Extract provided.
Re: [patch] BUG #15005: ANALYZE can make pg_class.reltuples inaccurate.

From: Tom Lane <tgl(at)sss(dot)pgh(dot)pa(dot)us>
To: Alexander Kuzmenkov <a(dot)kuzmenkov(at)postgrespro(dot)ru>
Cc: David Gould <daveg(at)sonic(dot)net>, pgsql-hackers(at)lists(dot)postgresql(dot)org, Alina Alexeeva <alexeeva(at)adobe(dot)com>, Ullas Lakkur Raghavendra <lakkurra(at)adobe(dot)com>
Subject: Re: [patch] BUG #15005: ANALYZE can make pg_class.reltuples inaccurate.
Date: 2018-03-01 23:49:20
Message-ID: 3240.1519948160@sss.pgh.pa.us
Views: Raw Message | Whole Thread | Download mbox | Resend email
Thread:
Lists: pgsql-hackers

Alexander Kuzmenkov <a(dot)kuzmenkov(at)postgrespro(dot)ru> writes:
> On 01.03.2018 18:09, Tom Lane wrote:
>> Ideally, at least, the estimate would remain on-target.

> The test shows that under this particular scenario the estimated number
> of tuples grows after each ANALYZE. I tried to explain how this happens
> in the attached pdf.

I looked at this and don't think it really answers the question. What
happens is that, precisely because we only slowly adapt our estimate of
density towards the new measurement, we will have an overestimate of
density if the true density is decreasing (even if the new measurement is
spot-on), and that corresponds exactly to an overestimate of reltuples.

Data extract.
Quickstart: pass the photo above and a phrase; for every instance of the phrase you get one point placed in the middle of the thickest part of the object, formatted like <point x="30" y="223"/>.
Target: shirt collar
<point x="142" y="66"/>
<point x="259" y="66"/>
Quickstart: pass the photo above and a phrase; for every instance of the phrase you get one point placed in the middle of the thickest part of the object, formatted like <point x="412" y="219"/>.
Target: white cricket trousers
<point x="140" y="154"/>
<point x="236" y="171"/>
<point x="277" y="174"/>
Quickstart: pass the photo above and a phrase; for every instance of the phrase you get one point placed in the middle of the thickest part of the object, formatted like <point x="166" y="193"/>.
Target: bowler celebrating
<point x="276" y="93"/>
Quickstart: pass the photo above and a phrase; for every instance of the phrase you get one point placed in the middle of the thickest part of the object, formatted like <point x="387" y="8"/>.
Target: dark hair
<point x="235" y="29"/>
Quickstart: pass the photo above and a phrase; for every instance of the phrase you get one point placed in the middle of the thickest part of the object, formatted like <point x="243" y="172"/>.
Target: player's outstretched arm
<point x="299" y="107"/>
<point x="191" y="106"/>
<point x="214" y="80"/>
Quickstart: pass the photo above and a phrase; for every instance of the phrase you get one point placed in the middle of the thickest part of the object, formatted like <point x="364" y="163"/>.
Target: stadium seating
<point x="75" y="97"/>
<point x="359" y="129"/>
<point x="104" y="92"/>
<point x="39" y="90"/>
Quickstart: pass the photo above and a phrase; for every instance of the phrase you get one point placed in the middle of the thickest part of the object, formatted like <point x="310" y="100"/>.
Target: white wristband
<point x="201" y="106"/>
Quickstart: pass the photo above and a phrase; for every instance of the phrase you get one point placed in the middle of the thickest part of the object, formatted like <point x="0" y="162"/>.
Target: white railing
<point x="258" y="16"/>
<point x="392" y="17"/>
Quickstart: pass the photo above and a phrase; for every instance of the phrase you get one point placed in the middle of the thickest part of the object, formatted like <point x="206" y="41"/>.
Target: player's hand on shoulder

Written exercise A. Translate this sentence from the mailing-list reply into Spanish: "I looked at this and don't think it really answers the question."
Written exercise B. Duplicate the stretch from "Date: 2018-03-01 23:49:20" through "would remain on-target." in the mailing-list reply, keeping every word and mark unchanged.
You won't need the data for this work.

Exercise response A. Lo examiné y no creo que realmente responda a la pregunta.

Exercise response B.
Date: 2018-03-01 23:49:20
Message-ID: 3240.1519948160@sss.pgh.pa.us
Views: Raw Message | Whole Thread | Download mbox | Resend email
Thread:
Lists: pgsql-hackers

Alexander Kuzmenkov <a(dot)kuzmenkov(at)postgrespro(dot)ru> writes:
> On 01.03.2018 18:09, Tom Lane wrote:
>> Ideally, at least, the estimate would remain on-target.